TASK INPUTS ->
———

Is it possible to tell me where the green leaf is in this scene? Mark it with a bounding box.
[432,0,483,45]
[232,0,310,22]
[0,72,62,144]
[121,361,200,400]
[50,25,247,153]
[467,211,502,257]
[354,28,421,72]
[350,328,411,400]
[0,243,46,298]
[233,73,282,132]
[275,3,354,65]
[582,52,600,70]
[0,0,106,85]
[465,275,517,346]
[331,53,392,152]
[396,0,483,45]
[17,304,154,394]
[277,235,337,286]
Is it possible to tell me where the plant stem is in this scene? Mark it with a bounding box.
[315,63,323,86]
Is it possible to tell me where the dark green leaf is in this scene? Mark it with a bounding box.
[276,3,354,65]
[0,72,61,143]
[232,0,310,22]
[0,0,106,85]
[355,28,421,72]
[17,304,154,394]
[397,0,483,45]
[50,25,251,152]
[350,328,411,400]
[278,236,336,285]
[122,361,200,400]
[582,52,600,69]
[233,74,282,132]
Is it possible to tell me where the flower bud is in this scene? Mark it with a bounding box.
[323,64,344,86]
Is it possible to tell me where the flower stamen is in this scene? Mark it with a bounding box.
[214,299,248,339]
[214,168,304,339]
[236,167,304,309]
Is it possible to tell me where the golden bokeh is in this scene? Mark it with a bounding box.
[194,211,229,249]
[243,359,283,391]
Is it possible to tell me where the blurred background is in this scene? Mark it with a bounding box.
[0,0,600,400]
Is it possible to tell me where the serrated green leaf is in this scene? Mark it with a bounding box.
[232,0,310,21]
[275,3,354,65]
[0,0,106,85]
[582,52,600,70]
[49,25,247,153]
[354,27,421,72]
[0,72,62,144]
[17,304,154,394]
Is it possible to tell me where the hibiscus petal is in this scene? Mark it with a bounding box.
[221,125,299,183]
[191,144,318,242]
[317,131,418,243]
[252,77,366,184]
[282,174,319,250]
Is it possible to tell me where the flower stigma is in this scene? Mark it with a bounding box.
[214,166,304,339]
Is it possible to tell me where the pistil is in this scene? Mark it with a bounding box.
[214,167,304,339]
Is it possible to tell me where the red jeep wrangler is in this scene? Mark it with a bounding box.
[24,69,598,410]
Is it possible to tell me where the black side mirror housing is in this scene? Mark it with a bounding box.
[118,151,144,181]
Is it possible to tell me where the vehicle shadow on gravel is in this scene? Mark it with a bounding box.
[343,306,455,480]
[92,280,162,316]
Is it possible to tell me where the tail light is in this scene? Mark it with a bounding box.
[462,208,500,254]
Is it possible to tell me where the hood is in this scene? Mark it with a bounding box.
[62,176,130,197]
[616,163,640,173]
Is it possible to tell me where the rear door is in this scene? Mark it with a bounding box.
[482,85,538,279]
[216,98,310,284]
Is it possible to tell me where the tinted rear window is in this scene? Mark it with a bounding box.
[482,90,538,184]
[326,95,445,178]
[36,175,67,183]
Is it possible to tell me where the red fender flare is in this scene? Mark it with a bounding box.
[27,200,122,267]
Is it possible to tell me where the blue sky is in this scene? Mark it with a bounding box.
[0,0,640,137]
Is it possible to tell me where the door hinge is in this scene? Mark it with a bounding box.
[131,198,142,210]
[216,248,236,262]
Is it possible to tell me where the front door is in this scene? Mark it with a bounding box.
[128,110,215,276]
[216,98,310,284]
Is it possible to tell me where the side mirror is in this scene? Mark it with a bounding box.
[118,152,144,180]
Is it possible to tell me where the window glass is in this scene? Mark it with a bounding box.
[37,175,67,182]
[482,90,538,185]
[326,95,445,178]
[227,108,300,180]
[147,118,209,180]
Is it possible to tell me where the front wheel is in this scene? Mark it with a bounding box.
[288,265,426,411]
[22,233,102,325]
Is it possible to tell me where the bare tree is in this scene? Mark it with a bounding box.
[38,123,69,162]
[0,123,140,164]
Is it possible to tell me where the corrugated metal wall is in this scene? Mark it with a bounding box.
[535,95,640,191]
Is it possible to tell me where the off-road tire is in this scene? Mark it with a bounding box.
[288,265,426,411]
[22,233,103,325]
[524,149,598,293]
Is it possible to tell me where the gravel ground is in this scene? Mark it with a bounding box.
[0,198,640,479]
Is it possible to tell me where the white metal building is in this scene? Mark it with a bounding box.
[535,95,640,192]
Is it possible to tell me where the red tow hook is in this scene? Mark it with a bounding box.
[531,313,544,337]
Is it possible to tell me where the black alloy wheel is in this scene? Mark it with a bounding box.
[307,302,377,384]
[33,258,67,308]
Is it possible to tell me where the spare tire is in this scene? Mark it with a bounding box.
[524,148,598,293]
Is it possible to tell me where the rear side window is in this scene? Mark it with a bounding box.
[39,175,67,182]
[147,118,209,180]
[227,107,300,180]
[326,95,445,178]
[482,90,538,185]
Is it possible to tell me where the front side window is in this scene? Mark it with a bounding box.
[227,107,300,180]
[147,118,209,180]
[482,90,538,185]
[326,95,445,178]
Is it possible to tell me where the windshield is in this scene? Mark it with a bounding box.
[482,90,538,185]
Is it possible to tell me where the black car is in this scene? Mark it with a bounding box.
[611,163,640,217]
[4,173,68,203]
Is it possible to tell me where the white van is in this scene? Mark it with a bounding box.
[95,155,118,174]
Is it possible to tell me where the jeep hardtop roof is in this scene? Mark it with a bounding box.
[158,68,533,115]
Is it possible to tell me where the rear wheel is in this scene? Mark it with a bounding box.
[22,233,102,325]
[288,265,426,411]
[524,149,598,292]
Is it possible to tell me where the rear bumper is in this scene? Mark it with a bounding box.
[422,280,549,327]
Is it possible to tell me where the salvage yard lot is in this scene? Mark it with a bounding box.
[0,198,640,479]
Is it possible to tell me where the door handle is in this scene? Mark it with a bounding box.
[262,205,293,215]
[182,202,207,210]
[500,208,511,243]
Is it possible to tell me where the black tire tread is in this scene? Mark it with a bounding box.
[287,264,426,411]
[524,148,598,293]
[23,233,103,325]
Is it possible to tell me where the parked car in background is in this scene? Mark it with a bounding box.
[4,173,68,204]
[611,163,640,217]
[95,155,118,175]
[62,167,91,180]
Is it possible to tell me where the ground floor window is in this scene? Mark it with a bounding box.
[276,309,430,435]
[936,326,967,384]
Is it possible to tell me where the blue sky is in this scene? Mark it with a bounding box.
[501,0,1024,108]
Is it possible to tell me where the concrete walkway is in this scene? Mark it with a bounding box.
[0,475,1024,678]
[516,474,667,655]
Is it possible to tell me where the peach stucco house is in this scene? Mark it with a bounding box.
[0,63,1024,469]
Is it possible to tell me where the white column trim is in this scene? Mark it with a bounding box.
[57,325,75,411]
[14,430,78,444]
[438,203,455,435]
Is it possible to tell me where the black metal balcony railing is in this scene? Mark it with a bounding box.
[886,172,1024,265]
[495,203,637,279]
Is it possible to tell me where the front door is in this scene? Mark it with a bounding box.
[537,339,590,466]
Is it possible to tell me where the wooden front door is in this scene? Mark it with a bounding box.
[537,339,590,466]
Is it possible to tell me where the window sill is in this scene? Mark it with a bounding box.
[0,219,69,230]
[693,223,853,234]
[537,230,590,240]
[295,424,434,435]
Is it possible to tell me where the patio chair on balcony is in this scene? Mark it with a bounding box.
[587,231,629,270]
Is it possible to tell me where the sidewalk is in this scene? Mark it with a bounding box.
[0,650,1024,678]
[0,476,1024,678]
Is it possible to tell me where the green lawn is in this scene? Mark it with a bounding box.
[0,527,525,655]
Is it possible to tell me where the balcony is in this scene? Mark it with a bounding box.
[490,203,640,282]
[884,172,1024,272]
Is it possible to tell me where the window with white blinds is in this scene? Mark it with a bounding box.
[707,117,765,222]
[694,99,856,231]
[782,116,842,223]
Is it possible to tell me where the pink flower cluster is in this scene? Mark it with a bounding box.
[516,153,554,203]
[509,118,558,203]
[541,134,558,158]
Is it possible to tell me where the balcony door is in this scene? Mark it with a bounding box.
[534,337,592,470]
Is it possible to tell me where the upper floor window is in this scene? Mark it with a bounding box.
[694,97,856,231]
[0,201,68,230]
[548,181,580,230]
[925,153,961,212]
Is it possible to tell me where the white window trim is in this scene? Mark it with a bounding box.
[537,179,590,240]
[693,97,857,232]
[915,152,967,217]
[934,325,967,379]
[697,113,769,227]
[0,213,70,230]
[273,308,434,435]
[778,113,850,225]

———

WHAT IS REQUIRED ->
Count the lines in the data above that contain the string "wheel", treating uppercase and lowercase as different, and reply with only that number.

FULL OUTPUT ->
3